Lockdown leads to increases in second-hand smoke exposure for children

Shropshire What’s On, May 14, 2020

New evidence suggests lockdown has left more children exposed to the harmful effects of second-hand smoke.

The warning comes from three charities – Action On Smoking & Health (ASH), British Lung Foundation and Fresh – and Yorkshire & Humber’s public health campaign, Breath 2025.

The four bodies have come together to speak out after evidence from the YouGov Covid-tracker showed that, since lockdown, people who live in households which include children are 50% more likely to report being exposed to second-hand smoke than those living in households without children (10% compared with six percent).

A further 12% of smokers who live with children report they are smoking indoors more than they did before lockdown.

A separate survey in February & March found that in the West Midlands, 20% of people with children in the household reported that someone smokes in their home on most days. There are fears that this proportion could have increased as a result of lockdown.

Second-hand smoke causes numerous health problems in infants and children, raising the risk of more frequent and severe asthma attacks, respiratory and ear infections, and even meningitis and sudden infant death.

Among adults, exposure significantly increases the risk of stroke, coronary heart disease and lung cancer in non-smokers.

Eighty-five percent of second-hand smoke is invisible and odourless, but many people are not aware that steps like opening a window, smoking by the back door or smoking in another room do little to protect children and other non-smoking adults.

> [SUPPLIED RECORDS]
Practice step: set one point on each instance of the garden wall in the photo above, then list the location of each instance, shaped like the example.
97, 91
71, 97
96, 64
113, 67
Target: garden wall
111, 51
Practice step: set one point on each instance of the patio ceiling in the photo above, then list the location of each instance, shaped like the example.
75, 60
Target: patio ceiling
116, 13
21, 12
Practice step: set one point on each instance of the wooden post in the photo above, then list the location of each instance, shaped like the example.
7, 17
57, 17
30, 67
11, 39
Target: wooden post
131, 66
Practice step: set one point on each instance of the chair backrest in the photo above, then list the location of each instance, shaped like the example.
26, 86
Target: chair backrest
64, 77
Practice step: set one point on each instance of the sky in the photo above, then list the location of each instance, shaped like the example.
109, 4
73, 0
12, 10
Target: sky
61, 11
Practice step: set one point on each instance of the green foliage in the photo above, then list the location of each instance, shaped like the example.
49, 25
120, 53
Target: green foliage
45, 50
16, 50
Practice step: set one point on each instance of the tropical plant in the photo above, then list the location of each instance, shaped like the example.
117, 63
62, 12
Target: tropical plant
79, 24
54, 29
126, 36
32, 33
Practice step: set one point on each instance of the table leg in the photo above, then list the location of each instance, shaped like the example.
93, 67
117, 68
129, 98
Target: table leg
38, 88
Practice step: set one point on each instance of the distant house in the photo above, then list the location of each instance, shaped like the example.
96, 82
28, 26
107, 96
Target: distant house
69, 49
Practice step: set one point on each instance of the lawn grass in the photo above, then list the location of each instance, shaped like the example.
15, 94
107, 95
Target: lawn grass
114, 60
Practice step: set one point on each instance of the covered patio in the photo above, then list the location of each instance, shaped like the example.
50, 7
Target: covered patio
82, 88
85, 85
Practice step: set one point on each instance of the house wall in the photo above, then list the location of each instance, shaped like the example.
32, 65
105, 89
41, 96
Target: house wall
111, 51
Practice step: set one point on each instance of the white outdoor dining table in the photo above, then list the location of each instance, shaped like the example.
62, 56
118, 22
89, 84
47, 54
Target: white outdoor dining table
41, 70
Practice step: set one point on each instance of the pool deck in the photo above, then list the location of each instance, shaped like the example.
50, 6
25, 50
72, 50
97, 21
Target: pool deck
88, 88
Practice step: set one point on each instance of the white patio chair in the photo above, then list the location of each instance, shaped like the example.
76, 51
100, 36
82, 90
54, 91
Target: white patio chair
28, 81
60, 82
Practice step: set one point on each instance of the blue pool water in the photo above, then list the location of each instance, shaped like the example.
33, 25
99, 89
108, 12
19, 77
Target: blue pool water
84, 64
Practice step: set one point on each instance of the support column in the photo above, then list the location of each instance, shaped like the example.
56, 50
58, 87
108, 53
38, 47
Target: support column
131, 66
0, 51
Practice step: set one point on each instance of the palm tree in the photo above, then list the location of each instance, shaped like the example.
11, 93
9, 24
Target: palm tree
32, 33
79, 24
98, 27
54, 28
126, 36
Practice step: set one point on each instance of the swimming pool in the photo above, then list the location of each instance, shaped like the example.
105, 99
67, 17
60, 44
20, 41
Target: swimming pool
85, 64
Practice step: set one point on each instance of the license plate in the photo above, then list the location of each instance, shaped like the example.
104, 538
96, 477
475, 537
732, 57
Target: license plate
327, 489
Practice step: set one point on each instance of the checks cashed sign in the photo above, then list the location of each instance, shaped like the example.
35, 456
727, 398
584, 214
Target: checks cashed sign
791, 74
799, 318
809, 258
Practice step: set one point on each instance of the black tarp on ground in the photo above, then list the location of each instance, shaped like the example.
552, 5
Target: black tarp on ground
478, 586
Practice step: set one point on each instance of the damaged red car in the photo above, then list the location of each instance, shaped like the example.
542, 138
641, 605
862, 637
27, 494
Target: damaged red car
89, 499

> [USING THE INFORMATION]
• A. In the news piece on children's second-hand smoke exposure during lockdown, rewrite the paragraph beginning "Second-hand smoke causes numerous health problems" as a short bulleted list, keeping every risk it names.
• B. Carry on the news piece about lockdown and children's exposure to second-hand smoke, starting after its final sentence.

> [ANSWERS]
• A.
Second-hand smoke harms infants and children by raising the risk of:
- more frequent and severe asthma attacks
- respiratory infections
- ear infections
- meningitis
- sudden infant death

• B.
Respiratory consultant Dr Nick Hopkinson, medical director at British Lung Foundation and Chair of ASH, which is leading a campaign to encourage smokers to QuitForCovid, said: “Exposure to second-hand smoke is one of the leading causes of poor respiratory health in children. Smokers need to take their smoke outside but should try to quit if they can. Using alternative sources of nicotine – like patches, gum or e-cigarettes – can help reduce craving and protect them and their loved ones, especially children, from harm.”

The chief executive of ASH, Deborah Arnott, said: “This is an issue of equity. If you live in a high-rise block, taking your smoke outside is much harder than in a semi-detached with a garden.

“We know parents who smoke are trying to quit and reduce the amount they smoke, and we need to make sure they have the support they need to do this.”

Smokers can find out how to get help with their attempt to quit by visiting todayistheday.co.uk. They can ask questions of leading experts by tweeting @QuitforCOVID.